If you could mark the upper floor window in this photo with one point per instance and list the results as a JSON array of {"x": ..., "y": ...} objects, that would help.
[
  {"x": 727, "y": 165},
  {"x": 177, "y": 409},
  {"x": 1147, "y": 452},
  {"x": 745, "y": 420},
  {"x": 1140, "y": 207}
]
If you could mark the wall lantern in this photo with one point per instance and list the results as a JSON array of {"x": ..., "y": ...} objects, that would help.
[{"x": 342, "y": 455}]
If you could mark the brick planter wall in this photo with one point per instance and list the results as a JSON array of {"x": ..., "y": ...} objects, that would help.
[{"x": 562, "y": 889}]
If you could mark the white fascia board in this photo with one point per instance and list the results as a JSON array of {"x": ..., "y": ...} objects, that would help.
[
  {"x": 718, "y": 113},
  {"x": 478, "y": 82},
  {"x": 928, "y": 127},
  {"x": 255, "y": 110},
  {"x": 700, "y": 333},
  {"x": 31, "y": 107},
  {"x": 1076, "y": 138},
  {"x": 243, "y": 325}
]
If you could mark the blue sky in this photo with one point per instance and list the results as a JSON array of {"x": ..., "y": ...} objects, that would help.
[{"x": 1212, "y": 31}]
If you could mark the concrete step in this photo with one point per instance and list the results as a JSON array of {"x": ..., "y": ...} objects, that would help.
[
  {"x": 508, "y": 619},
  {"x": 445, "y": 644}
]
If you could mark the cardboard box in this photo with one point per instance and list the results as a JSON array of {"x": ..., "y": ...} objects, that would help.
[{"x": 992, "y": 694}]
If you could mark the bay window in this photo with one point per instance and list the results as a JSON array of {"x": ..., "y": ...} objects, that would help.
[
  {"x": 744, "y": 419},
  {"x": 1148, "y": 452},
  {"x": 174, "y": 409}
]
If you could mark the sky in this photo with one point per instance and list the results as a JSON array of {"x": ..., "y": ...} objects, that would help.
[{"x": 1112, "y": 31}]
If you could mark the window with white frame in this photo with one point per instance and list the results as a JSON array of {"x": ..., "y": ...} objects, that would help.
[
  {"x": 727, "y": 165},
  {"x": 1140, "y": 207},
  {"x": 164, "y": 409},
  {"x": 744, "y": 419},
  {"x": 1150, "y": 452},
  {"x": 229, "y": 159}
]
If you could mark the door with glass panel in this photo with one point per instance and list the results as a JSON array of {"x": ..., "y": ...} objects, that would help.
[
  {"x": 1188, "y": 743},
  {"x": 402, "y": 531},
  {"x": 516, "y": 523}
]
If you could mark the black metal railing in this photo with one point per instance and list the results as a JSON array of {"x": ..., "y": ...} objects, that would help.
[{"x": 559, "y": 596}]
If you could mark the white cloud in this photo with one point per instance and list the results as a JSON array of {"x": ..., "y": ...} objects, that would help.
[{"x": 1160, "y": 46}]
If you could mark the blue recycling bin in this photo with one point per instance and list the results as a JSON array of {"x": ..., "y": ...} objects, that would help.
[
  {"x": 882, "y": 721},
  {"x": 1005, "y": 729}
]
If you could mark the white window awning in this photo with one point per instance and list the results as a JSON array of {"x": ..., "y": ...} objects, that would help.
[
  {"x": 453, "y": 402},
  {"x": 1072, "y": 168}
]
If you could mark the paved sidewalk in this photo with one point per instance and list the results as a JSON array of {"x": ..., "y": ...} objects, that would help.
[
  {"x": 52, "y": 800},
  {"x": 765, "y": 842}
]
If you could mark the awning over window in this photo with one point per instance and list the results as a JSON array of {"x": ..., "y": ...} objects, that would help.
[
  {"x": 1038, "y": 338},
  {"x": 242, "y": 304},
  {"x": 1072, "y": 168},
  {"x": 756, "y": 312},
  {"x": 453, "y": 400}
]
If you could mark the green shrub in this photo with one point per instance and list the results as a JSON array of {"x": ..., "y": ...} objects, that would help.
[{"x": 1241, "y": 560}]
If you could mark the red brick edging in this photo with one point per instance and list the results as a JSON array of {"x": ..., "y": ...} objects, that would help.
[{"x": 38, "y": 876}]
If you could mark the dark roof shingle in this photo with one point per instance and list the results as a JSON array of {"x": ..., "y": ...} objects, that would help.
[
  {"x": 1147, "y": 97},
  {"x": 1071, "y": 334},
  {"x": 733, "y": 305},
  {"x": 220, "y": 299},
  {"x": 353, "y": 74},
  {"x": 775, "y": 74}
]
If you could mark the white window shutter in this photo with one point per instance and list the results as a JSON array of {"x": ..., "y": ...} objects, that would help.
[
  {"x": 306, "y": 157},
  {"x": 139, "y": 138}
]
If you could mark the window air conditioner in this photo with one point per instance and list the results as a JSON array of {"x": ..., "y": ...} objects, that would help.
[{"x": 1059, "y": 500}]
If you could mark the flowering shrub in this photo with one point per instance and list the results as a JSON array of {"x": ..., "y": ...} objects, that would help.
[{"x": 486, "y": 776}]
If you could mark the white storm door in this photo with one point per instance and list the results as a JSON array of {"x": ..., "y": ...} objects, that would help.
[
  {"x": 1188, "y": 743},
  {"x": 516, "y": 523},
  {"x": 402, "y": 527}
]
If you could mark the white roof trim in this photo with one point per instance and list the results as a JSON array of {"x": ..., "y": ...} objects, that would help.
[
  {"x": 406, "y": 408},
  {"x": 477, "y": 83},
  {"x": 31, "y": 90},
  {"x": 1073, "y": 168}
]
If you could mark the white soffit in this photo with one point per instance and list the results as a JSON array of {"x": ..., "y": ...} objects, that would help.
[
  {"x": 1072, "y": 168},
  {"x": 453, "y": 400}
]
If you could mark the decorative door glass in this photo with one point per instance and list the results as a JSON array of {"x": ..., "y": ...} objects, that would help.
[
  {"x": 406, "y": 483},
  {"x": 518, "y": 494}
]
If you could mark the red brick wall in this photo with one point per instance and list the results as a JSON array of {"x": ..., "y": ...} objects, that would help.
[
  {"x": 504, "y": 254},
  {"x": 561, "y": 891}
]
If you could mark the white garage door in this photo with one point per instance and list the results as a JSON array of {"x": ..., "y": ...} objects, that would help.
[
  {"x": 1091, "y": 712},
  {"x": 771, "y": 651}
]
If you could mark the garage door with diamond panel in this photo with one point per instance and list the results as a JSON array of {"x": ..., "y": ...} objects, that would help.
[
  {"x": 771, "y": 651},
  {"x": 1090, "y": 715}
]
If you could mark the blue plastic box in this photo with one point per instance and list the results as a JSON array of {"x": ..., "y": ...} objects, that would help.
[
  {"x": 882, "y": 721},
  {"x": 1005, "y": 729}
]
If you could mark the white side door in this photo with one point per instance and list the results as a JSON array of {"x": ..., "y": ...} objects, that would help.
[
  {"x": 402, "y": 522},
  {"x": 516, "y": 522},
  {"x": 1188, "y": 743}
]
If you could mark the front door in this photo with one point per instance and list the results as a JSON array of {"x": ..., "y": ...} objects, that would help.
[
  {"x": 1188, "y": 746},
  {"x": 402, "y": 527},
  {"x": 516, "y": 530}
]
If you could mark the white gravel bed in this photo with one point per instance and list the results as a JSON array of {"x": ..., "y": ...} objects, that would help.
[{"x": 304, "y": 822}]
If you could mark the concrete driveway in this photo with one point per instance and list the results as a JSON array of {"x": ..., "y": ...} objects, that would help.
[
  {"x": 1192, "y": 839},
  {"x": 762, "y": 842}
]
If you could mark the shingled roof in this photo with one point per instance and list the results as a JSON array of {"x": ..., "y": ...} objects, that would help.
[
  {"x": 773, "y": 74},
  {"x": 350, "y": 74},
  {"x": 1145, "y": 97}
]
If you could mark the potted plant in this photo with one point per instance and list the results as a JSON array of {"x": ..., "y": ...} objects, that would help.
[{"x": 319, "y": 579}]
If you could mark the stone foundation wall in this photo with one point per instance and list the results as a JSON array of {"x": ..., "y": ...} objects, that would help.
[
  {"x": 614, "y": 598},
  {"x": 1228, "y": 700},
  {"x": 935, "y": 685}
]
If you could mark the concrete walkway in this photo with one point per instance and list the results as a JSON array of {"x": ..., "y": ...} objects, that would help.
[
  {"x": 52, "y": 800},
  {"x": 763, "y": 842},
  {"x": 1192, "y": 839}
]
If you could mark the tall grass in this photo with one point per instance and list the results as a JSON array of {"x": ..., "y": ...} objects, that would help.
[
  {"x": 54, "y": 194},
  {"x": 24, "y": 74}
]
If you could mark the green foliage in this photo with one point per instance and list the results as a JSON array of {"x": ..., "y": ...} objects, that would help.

◇ ◇ ◇ ◇ ◇

## Given problem
Lines from the one containing "If you could mark the shingled" through the final line are to be given again verbatim, with nothing before or after.

## Response to the exercise
If you could mark the shingled roof in this photo with one point per instance and list the results as a JSON array of {"x": ..., "y": ...} objects, that would help.
[
  {"x": 773, "y": 74},
  {"x": 350, "y": 74},
  {"x": 1145, "y": 97}
]
If you could mark the potted plant in this photo with one point per instance and list the results as a JSON array of {"x": ..., "y": ...} objects, that would help.
[{"x": 319, "y": 579}]
If you could mark the stone foundation wall in this photo with one point per instance and list the results as a JSON array of {"x": ..., "y": ...} objects, that would help.
[
  {"x": 614, "y": 598},
  {"x": 1228, "y": 700},
  {"x": 935, "y": 685}
]
If you could mark the concrete walkway in this photo with one point per instance and list the results as a JSON array of {"x": ..., "y": ...} objects, that would help.
[
  {"x": 52, "y": 800},
  {"x": 763, "y": 842},
  {"x": 1192, "y": 839}
]
If you could mark the tall grass in this photo with one point per instance and list the results as a JSON array of {"x": ..., "y": ...} objects, that would help.
[
  {"x": 54, "y": 194},
  {"x": 24, "y": 74}
]
If you could mark the green foliage in this photo with one point per instance and list the results as a JSON array of {"x": ..., "y": ...} objects, that would help.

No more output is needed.